======== Records for the task ========

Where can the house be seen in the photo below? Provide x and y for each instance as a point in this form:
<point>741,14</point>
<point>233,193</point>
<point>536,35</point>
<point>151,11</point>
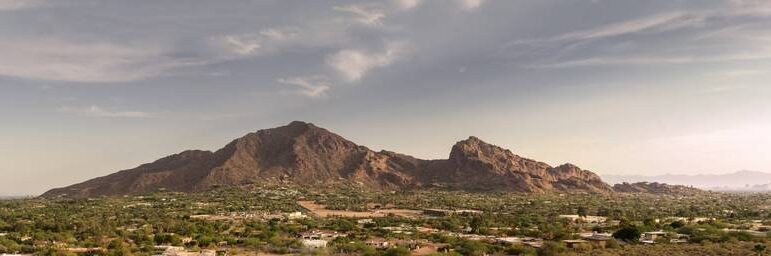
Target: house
<point>295,215</point>
<point>599,240</point>
<point>321,235</point>
<point>365,221</point>
<point>378,243</point>
<point>680,239</point>
<point>437,212</point>
<point>180,251</point>
<point>575,244</point>
<point>443,212</point>
<point>508,240</point>
<point>314,243</point>
<point>430,248</point>
<point>586,219</point>
<point>650,237</point>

========

**Given instruction:** Rewrite the data above, swapping every "house" for "building" and keeping everything else unchanged. Omit the pictures.

**Right answer:**
Where can the building be seen in the photo below? Provide x and y for each instance as a point in this form:
<point>741,14</point>
<point>233,193</point>
<point>536,35</point>
<point>151,11</point>
Target: building
<point>295,215</point>
<point>599,240</point>
<point>321,235</point>
<point>365,221</point>
<point>378,243</point>
<point>680,239</point>
<point>437,212</point>
<point>180,251</point>
<point>575,244</point>
<point>443,212</point>
<point>508,240</point>
<point>314,243</point>
<point>430,248</point>
<point>586,219</point>
<point>650,237</point>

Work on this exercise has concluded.